» **PAGE EXCERPT**:
::::::::::

His life descended into turmoil. He left school at
15. A year later, he left the family home. He ended up sleeping rough
in the Phoenix Park. One day he attempted suicide by jumping off a
railway bridge and shattered his left ankle.
He was later signed
into St Loman’s psychiatric hospital where he was heavily sedated. It
was the first of numerous attempts to take his own life and the
beginning of numerous admissions into psychiatric care.
“I missed
my family and yet I didn’t feel I belonged anywhere. I alienated myself
from society because I didn’t feel I could trust my family or anyone
around me.”
As recently as last month he was admitted to hospital again after Walsh was found guilty.
He
now attends the Rape Crisis Centre and the Institute of Psychosocial
Medicine in Sandycove, where he receives support from Prof Ivor Browne;
he has been separately diagnosed as suffering from severe bouts of
psychotic depression and post-traumatic stress disorder.
Prof
Browne says that in spite of David’s experiences, he has managed to
maintain a reasonable working life as a painter and decorator.
“He
is a highly intelligent and capable person,” he wrote in a psychiatric
report, “. . . and provided he completes the psychotherapy in which we
are engaged, he can still have a reasonable future.”
“
NOEL”
Walsh became a friend of Noel’s family in
Ballyfermot and was a regular visitor for dinner and tea; he was so
trusted that he even borrowed the victim’s father’s car from time to
time.

::::::::::

» **RECORDS SUPPLIED**:
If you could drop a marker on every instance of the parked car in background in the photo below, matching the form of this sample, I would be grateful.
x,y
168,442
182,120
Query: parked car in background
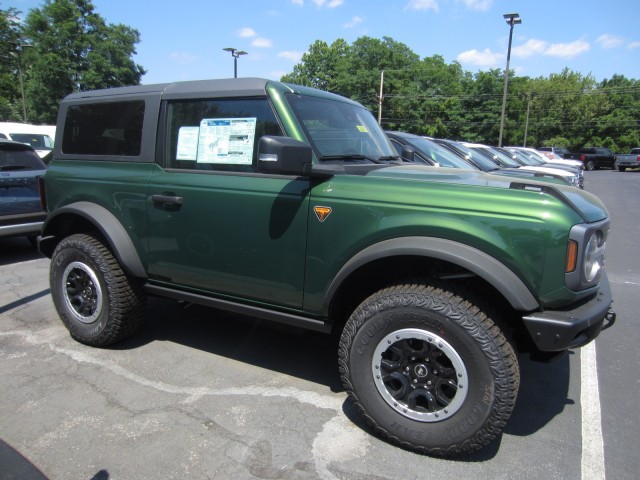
x,y
508,161
630,160
20,211
594,157
535,159
552,160
554,153
423,150
484,163
33,135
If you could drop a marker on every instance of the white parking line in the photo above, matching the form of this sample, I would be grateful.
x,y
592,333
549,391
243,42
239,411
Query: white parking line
x,y
592,444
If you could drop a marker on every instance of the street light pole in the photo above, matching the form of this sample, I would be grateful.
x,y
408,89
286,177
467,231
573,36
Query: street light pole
x,y
528,96
19,50
235,53
512,19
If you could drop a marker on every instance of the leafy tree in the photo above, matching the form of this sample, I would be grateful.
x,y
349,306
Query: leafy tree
x,y
75,50
10,95
431,97
318,65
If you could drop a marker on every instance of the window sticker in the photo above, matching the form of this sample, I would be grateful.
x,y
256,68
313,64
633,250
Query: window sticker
x,y
187,143
226,140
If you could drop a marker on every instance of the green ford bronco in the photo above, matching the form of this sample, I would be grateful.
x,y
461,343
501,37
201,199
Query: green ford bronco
x,y
289,204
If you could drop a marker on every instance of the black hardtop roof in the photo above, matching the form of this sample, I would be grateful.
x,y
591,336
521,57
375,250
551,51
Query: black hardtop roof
x,y
222,87
6,144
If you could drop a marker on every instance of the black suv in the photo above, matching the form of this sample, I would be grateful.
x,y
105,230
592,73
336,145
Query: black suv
x,y
20,211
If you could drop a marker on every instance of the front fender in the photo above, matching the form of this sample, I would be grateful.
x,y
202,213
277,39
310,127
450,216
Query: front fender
x,y
486,267
63,221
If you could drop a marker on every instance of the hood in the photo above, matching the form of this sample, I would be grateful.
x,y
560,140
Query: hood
x,y
587,205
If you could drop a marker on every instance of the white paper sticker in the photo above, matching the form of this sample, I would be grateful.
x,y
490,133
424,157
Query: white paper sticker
x,y
226,140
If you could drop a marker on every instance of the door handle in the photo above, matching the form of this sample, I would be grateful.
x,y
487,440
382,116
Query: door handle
x,y
168,201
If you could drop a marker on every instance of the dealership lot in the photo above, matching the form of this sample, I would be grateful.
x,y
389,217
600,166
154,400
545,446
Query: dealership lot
x,y
203,394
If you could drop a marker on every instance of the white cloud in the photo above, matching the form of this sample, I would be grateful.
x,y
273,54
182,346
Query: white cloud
x,y
567,50
262,42
246,32
183,57
423,5
291,55
482,5
610,41
328,3
531,47
485,58
354,21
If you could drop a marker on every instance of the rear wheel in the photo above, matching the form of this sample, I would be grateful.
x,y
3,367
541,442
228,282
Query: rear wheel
x,y
97,301
428,369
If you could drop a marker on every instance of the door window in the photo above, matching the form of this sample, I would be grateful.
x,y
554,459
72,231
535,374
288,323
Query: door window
x,y
217,134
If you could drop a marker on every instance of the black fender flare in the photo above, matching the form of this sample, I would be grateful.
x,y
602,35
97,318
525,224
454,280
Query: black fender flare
x,y
106,223
485,266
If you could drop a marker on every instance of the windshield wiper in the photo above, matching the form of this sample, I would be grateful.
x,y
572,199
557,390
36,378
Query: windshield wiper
x,y
349,156
13,167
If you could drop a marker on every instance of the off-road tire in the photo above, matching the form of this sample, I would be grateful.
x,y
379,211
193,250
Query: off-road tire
x,y
392,347
98,302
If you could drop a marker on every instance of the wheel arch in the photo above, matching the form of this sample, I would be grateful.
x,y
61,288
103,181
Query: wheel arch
x,y
82,216
414,253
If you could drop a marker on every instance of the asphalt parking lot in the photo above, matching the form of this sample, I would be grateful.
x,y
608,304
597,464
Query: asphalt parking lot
x,y
204,394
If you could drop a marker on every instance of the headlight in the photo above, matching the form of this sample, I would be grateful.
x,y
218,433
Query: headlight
x,y
585,255
593,260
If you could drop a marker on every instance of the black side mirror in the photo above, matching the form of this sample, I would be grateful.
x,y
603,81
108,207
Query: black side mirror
x,y
408,154
284,155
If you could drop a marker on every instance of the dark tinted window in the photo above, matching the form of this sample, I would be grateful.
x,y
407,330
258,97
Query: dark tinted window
x,y
36,140
113,128
16,158
217,134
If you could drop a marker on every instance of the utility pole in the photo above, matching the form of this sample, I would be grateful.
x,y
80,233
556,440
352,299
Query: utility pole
x,y
235,53
512,19
528,97
380,98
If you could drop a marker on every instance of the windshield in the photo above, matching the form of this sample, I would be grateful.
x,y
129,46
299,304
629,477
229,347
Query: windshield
x,y
341,131
12,158
526,157
439,154
481,161
36,140
500,157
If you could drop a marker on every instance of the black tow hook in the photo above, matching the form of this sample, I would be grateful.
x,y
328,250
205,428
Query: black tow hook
x,y
610,319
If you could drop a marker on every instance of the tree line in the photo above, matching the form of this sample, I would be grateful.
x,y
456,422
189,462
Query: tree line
x,y
60,48
65,47
428,96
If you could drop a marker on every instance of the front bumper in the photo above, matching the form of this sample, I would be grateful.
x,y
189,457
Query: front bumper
x,y
557,330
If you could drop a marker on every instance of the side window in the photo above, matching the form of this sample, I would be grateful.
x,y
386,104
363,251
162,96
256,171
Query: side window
x,y
218,134
108,128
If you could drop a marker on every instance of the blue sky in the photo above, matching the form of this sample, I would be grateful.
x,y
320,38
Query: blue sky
x,y
184,40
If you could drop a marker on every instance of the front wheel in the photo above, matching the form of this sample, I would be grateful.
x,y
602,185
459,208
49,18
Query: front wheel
x,y
429,370
97,301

::::::::::

» **TASK REQUIREMENTS**:
A. In the news excerpt about David's life, why did he alienate himself from society? Answer in one to three sentences.
B. Write what follows in the news excerpt about David's life, picking up after the sentence about Walsh borrowing the father's car.

» **SOLVED PROBLEMS**:
A. He alienated himself from society because he felt he could not trust his family or anyone around him. He missed his family but did not feel he belonged anywhere.

B.
He, too, was brought back to the parochial house to listen to Elvis records.
Noel
remembers at one stage Walsh telling him to sit on his knee and he
could feel the priest’s erection. He also recalls being asked to lie
face down, while the priest gyrated on top of him.
He was too young to
realise at the time he was simulating sexual intercourse.
The
abuse happened regularly over the course of several months. When he told
his parents – both devoutly religious – they refused to believe him.
“My
parents didn’t believe me . . . my mother said: ‘How could you say that
about a man of the cloth, a man of God?’ . . . my father gave me a
hiding which started in the kitchen and finished in the bedroom.”
He
was told to go back to see Walsh again. This time, he brought a boy
from next door with him.
They arrived on skateboards; the priest told
the younger boy to stay outside and he abused Noel in his room.
After this he grew angry towards Walsh and kept his distance from him wherever possible.
Over
the years Noel says he put the experiences towards the back of his mind
and “built a wall around them”.
“I buried the memories because my
parents didn’t believe me,” he says.
During his teens, his
relationship with his mother and father broke down. This, he says, was
as devastating as the impact of the abuse itself.
“TIM”
Tim
was about 12 years of age when the abuse began. The first incident Tim
remembers was when he was having his Confession heard. Walsh told him he
could sit on his knee, and then the priest began to feel his body under
his top.
Tim says he remembers not understanding what was
happening, but knowing that it wasn’t right.
“He had a huge power over
me,” he says. “My mother and grandmother were strong believers in the
Catholic Church.”
In another incident, he remembers Walsh hearing
his Confession, while removing his own top and touching Tim through his
trousers, all the while completing the process of Confession.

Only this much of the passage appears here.